__TASK DIRECTIONS__. From the line that includes "of the firework" to the last line of the records, inclusive, repeat each line exactly.

__RECORDS SUPPLIED__.

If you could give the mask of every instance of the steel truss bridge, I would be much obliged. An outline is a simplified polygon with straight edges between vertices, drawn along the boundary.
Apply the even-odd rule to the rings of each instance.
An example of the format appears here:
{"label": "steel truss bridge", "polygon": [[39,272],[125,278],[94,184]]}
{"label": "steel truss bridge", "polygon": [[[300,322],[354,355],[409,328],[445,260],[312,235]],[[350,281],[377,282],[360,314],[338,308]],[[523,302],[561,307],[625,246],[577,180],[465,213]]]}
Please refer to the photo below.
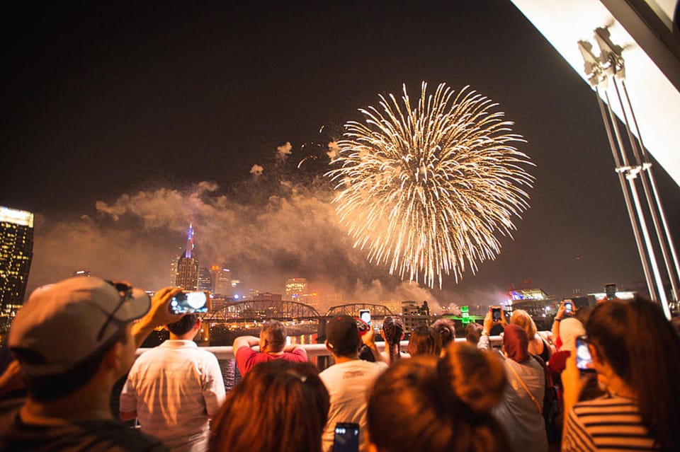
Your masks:
{"label": "steel truss bridge", "polygon": [[393,315],[387,307],[368,303],[352,303],[333,306],[325,314],[307,304],[295,301],[271,300],[243,300],[228,303],[220,309],[208,314],[205,322],[264,322],[277,320],[311,320],[332,315],[351,315],[358,317],[359,310],[368,309],[372,318],[385,318]]}
{"label": "steel truss bridge", "polygon": [[295,301],[244,300],[229,303],[206,315],[205,322],[263,322],[315,320],[320,317],[313,307]]}
{"label": "steel truss bridge", "polygon": [[352,303],[332,306],[326,311],[325,317],[332,315],[341,315],[343,314],[358,317],[360,309],[368,309],[370,311],[371,318],[385,318],[387,315],[394,315],[392,312],[381,304],[369,304],[368,303]]}

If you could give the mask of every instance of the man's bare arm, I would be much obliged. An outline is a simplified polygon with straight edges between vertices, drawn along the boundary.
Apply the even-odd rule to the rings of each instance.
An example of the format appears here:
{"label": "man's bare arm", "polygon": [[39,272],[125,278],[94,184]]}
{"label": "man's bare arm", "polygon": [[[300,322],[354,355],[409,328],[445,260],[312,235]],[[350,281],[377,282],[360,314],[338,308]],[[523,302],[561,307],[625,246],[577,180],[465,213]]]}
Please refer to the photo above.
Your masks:
{"label": "man's bare arm", "polygon": [[234,355],[236,356],[236,352],[242,347],[254,347],[260,343],[260,338],[255,336],[239,336],[234,340]]}
{"label": "man's bare arm", "polygon": [[156,292],[151,300],[151,308],[142,318],[132,324],[135,344],[139,347],[154,328],[176,322],[182,315],[171,314],[168,309],[170,299],[182,291],[181,287],[165,287]]}
{"label": "man's bare arm", "polygon": [[137,410],[134,411],[121,411],[119,415],[120,416],[120,420],[123,422],[132,420],[137,417]]}

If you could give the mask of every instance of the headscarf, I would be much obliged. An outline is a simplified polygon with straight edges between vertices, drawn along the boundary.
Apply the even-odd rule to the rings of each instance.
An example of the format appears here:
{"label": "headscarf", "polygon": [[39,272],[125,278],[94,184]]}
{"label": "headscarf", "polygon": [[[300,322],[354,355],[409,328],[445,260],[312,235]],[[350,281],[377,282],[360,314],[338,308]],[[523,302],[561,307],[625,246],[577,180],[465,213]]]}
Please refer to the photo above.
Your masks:
{"label": "headscarf", "polygon": [[573,317],[562,319],[560,323],[560,340],[562,342],[560,350],[576,349],[576,338],[586,334],[583,323]]}
{"label": "headscarf", "polygon": [[529,338],[518,325],[511,323],[505,327],[503,348],[508,357],[518,363],[523,363],[531,357],[529,354]]}

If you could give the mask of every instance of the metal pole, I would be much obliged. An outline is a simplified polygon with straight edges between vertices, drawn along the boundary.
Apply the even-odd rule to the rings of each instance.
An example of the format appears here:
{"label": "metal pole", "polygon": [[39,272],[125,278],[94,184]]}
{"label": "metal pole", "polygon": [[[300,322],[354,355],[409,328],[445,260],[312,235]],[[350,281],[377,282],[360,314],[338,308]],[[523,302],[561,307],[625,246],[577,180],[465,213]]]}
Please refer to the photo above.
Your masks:
{"label": "metal pole", "polygon": [[[605,91],[606,95],[606,91]],[[649,265],[647,262],[647,256],[645,254],[645,248],[642,246],[642,238],[640,236],[640,230],[638,227],[638,221],[635,220],[635,216],[633,209],[633,203],[630,202],[630,195],[625,187],[625,180],[621,170],[621,162],[618,158],[616,144],[614,141],[614,137],[611,132],[611,126],[607,118],[607,113],[605,110],[604,105],[602,103],[602,98],[599,95],[599,90],[595,87],[595,97],[597,98],[597,103],[600,107],[600,113],[602,115],[602,121],[604,123],[604,127],[607,132],[607,138],[609,139],[609,146],[611,148],[611,153],[614,158],[614,165],[616,168],[616,173],[618,175],[618,180],[621,185],[621,191],[623,192],[623,199],[625,200],[625,207],[628,211],[628,218],[630,219],[630,226],[633,227],[633,233],[635,237],[635,243],[638,245],[638,253],[640,254],[640,260],[642,264],[642,270],[645,272],[645,279],[647,281],[647,286],[650,290],[650,296],[654,299],[655,293],[654,284],[652,280],[652,274],[650,272]],[[611,110],[610,110],[611,114]]]}
{"label": "metal pole", "polygon": [[[656,255],[654,253],[654,248],[652,244],[652,241],[650,238],[650,233],[647,227],[647,221],[645,220],[645,213],[642,211],[642,205],[640,203],[640,197],[638,196],[638,187],[635,185],[635,179],[638,177],[638,173],[639,173],[642,168],[640,167],[637,167],[635,168],[631,168],[628,163],[628,156],[625,155],[625,148],[623,145],[623,139],[621,137],[620,132],[618,129],[618,125],[616,124],[616,117],[614,115],[614,112],[611,109],[611,104],[610,103],[609,95],[606,91],[604,92],[605,96],[607,98],[607,107],[609,110],[609,116],[611,118],[612,127],[614,129],[614,133],[616,135],[616,141],[618,143],[618,146],[621,152],[621,157],[623,159],[623,164],[628,167],[626,169],[627,175],[625,178],[628,180],[628,185],[630,187],[630,194],[633,195],[633,200],[635,204],[635,211],[638,213],[638,220],[640,221],[640,228],[642,233],[642,238],[645,239],[645,245],[647,250],[647,257],[650,260],[650,265],[652,267],[652,271],[654,273],[654,279],[656,282],[657,289],[659,289],[659,293],[657,294],[657,296],[652,296],[652,299],[655,301],[661,301],[662,305],[663,306],[664,311],[666,312],[666,315],[670,318],[670,311],[668,308],[668,301],[666,299],[666,291],[664,290],[664,284],[661,280],[661,274],[659,273],[659,265],[657,264]],[[621,105],[623,108],[623,105]],[[652,287],[650,287],[651,289]]]}
{"label": "metal pole", "polygon": [[[678,285],[677,281],[680,279],[680,265],[678,264],[678,256],[675,251],[675,245],[673,243],[673,238],[671,236],[670,230],[668,227],[668,222],[666,221],[666,214],[664,211],[663,205],[661,203],[661,199],[659,197],[659,192],[657,190],[657,184],[654,178],[654,173],[652,172],[652,164],[649,162],[649,157],[647,153],[647,150],[645,149],[645,145],[642,143],[642,135],[640,132],[640,128],[638,127],[638,120],[635,118],[635,113],[633,110],[633,106],[630,105],[630,98],[628,96],[628,91],[625,87],[625,81],[621,81],[621,86],[623,87],[623,95],[625,98],[628,105],[628,110],[630,111],[630,117],[633,119],[633,125],[635,127],[635,132],[637,132],[638,136],[638,142],[640,146],[640,153],[642,154],[642,164],[643,170],[643,176],[645,174],[648,175],[650,178],[650,182],[652,185],[652,192],[654,195],[654,200],[656,202],[657,209],[659,211],[659,215],[661,216],[661,228],[663,230],[663,233],[659,231],[659,226],[657,226],[658,219],[656,216],[656,211],[652,210],[652,219],[654,220],[654,227],[657,229],[657,235],[659,236],[659,241],[662,243],[662,252],[664,254],[664,260],[666,263],[666,267],[668,271],[669,278],[671,280],[671,286],[673,290],[673,300],[674,301],[677,302],[679,299],[678,296]],[[635,145],[633,144],[633,149],[635,150]],[[638,157],[636,152],[635,156],[640,162],[640,157]],[[643,178],[643,180],[645,179]],[[652,200],[650,199],[650,195],[647,195],[647,202],[650,203],[650,208],[652,206]],[[664,242],[664,236],[665,236],[666,241]],[[668,250],[666,246],[667,245],[668,248],[670,250],[671,257],[672,258],[673,264],[674,267],[671,265],[669,262],[671,257],[668,256]]]}

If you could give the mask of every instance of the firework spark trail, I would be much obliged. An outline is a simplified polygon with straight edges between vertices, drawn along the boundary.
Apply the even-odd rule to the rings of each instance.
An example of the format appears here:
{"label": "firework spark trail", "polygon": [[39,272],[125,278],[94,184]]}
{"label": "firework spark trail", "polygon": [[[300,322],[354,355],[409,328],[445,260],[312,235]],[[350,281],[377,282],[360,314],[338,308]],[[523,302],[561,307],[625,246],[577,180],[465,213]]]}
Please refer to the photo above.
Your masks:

__SOLUTION TO THIS PROBLEM__.
If you could give the mask of every instance of the firework spark trail, I would be much obliged. An outline is a simplified polygon with straight edges between vertices, drawn along the boundary.
Apply the even-odd rule to the rings of each instance.
An example of the format appears here:
{"label": "firework spark trail", "polygon": [[39,272],[125,278],[94,184]]}
{"label": "firework spark trail", "polygon": [[[300,322],[354,355],[409,328],[445,260],[312,235]],[[350,281],[377,282],[360,314],[338,308]],[[523,302],[561,307],[625,246],[577,180],[465,213]]]}
Please refer to the photo above.
Your masks:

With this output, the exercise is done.